▶ _TASK_
Provide an exact copy of the lines from the beginning of the records through the line that includes "The layout appears", and of no others.

=== DATA PROVIDED ===

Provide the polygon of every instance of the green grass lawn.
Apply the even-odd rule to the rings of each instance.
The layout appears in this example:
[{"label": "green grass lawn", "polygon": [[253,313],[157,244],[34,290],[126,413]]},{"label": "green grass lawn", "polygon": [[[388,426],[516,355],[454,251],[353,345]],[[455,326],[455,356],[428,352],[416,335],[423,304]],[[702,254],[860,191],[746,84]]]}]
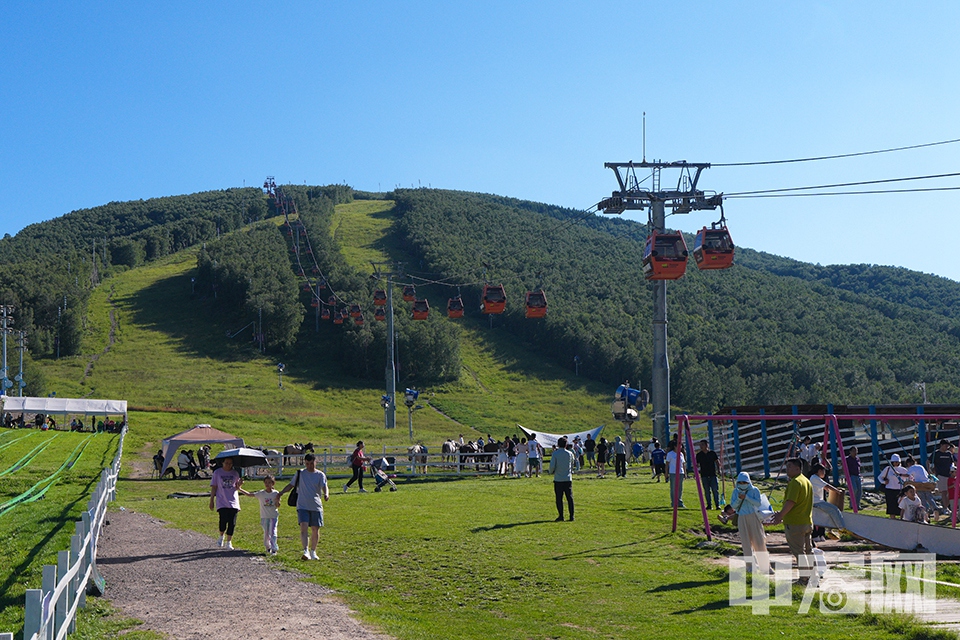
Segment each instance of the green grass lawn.
[{"label": "green grass lawn", "polygon": [[[154,499],[177,485],[191,486],[123,483],[119,504],[213,545],[206,500]],[[699,512],[685,510],[670,533],[667,487],[645,477],[577,479],[577,520],[562,523],[546,477],[401,482],[367,495],[332,488],[321,560],[298,559],[296,513],[284,508],[281,553],[268,561],[333,587],[361,619],[402,639],[947,637],[816,607],[797,615],[799,588],[793,607],[769,616],[729,606],[724,556],[696,548]],[[261,553],[256,502],[243,504],[234,544]]]}]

===

▶ _ANSWER SECTION_
Provide the polygon of every instance of the green grass lawn.
Apply the even-odd rule to the rings of each instance.
The layout appears in this example:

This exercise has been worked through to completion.